* TEXT:
# Most profitable uber tier?



## someguy (Jan 16, 2015)

Which tier out of x, xl, plus, black, suv, and lux is the most profitable after car payments, insurance, personal/commercial licenses, mpg and depreciation? In other words which one has the highest earning potential?

And please don't post anything about uber not being profitable. I know how everyone feels about it.


----------



## uber_sea (Jan 9, 2015)

I'd say plus since it has the best rate and it doesn't require any extra insurance/permit


----------



## Samename (Oct 31, 2014)

Interesting question. I think it matters much what vehicle you have that can fit into each category. Also what city you are in, what the rates, and licensing fees are. Other things to consider are having the vehicle as a personal car as well, and how many hours a week you want to work.


----------



## someguy (Jan 16, 2015)

Well I'm thinking lux or suv in Los angeles. Full time 40-50 hours a week. Just wondering if the demand and profits are there. 

I'm just theorizing / long term planning getting a 7 series or s550 and if it could net more after all expenses.


----------



## OCBob (Jan 20, 2015)

someguy said:


> Which tier out of x, xl, plus, black, suv, and lux is the most profitable after car payments, insurance, personal/commercial licenses, mpg and depreciation? In other words which one has the highest earning potential?
> 
> And please don't post anything about uber not being profitable. I know how everyone feels about it.


Probably the one in your avatar.


----------



## Chicago-uber (Jun 18, 2014)

UberTaxi is the most profitable tier. It's only available in major cities as NYC, chicago and seattle


----------



## Casuale Haberdasher (Dec 7, 2014)

someguy said:


> Which tier out of x, xl, plus, black, suv, and lux is the most profitable after car payments, insurance, personal/commercial licenses, mpg and depreciation? In other words which one has the highest earning potential?
> 
> And please don't post anything about uber not being profitable. I know how everyone feels about it.


POST # 1 /@someguy : ♤♡♢♧ Here
is an "out of the box" suggestion....

See if Corporate will approve a Unique
Whip category. Also it's Los AngelEs!

* GIVEN ENTRIES:
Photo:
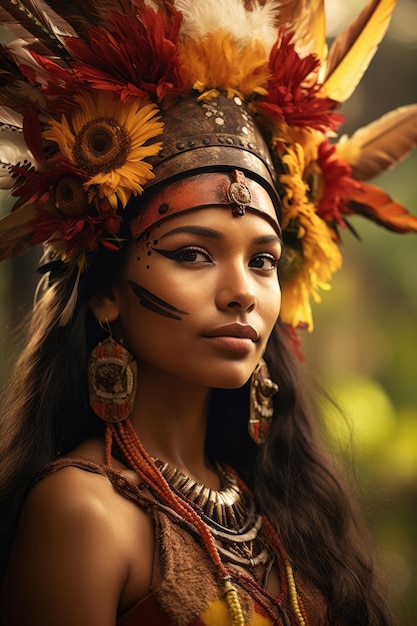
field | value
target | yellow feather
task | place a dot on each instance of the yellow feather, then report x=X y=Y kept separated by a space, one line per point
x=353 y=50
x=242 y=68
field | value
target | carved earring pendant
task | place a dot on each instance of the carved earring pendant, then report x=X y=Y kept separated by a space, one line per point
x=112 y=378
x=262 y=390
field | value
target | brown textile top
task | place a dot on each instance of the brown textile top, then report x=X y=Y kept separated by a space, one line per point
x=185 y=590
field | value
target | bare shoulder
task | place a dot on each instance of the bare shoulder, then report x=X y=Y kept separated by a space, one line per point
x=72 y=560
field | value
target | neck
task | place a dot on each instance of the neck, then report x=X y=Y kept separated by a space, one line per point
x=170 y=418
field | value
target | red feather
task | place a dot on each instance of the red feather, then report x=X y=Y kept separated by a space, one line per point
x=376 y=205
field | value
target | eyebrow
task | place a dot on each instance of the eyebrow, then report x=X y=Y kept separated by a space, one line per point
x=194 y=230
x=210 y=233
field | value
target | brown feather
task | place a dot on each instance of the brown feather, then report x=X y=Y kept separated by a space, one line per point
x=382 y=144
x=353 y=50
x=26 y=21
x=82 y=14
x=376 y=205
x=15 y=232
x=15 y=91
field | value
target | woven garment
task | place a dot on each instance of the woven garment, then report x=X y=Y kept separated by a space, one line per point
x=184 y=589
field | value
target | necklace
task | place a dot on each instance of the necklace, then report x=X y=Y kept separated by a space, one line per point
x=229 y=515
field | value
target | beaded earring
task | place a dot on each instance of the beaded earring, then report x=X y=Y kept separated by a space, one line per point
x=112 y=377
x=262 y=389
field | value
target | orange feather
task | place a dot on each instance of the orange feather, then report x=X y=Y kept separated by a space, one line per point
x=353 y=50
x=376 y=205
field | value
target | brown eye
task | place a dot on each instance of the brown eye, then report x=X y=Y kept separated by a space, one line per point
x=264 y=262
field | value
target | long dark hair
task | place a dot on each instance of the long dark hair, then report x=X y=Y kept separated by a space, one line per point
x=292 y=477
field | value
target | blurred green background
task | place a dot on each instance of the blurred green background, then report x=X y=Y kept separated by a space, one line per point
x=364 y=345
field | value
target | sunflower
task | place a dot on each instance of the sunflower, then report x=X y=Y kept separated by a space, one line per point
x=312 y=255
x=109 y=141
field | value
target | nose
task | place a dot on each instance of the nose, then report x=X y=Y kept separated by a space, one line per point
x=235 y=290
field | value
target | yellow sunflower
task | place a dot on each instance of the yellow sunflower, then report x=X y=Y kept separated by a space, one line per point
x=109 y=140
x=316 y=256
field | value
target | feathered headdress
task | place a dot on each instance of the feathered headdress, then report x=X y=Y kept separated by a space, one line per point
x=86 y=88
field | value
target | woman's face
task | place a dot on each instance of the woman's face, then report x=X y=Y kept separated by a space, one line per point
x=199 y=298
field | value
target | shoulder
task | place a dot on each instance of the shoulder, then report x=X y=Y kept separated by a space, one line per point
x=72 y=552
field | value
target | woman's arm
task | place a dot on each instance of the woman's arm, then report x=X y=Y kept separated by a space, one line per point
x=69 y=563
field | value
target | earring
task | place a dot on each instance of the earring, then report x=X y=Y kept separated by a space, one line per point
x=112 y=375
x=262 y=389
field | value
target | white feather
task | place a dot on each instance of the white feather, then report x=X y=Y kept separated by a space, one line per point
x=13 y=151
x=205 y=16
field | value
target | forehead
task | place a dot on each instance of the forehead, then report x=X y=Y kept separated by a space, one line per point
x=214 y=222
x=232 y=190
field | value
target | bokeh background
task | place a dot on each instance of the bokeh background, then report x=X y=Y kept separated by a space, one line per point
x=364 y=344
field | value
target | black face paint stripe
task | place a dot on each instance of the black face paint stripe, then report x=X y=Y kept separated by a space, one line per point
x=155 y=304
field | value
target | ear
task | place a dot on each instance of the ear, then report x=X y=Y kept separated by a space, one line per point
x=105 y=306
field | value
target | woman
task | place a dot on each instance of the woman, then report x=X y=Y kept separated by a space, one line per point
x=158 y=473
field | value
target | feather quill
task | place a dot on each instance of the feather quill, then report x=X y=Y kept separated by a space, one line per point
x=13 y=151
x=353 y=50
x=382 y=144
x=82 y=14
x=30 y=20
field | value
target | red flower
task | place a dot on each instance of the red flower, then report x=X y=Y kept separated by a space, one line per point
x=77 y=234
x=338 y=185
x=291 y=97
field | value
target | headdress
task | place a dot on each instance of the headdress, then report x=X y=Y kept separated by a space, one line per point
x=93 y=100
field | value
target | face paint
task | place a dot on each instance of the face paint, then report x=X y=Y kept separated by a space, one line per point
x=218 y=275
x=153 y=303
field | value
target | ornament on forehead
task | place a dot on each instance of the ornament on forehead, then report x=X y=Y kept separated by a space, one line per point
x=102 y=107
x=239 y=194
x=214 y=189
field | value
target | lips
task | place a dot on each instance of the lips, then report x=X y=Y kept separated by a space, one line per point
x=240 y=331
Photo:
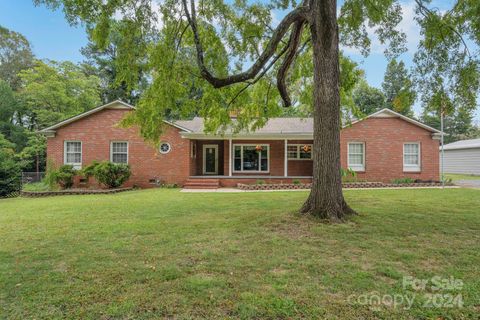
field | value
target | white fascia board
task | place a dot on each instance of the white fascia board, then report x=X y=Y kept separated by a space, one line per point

* WHAT THE TASK REQUIRES: Rewrite the paragraph in the thread that begins "Interesting question. I think it matters" as a brief list of the factors it names.

* CORRECT ANSWER:
- Which vehicle you have that fits each category
- Which city you are in
- The rates
- The licensing fees
- Whether the vehicle also serves as your personal car
- How many hours a week you want to work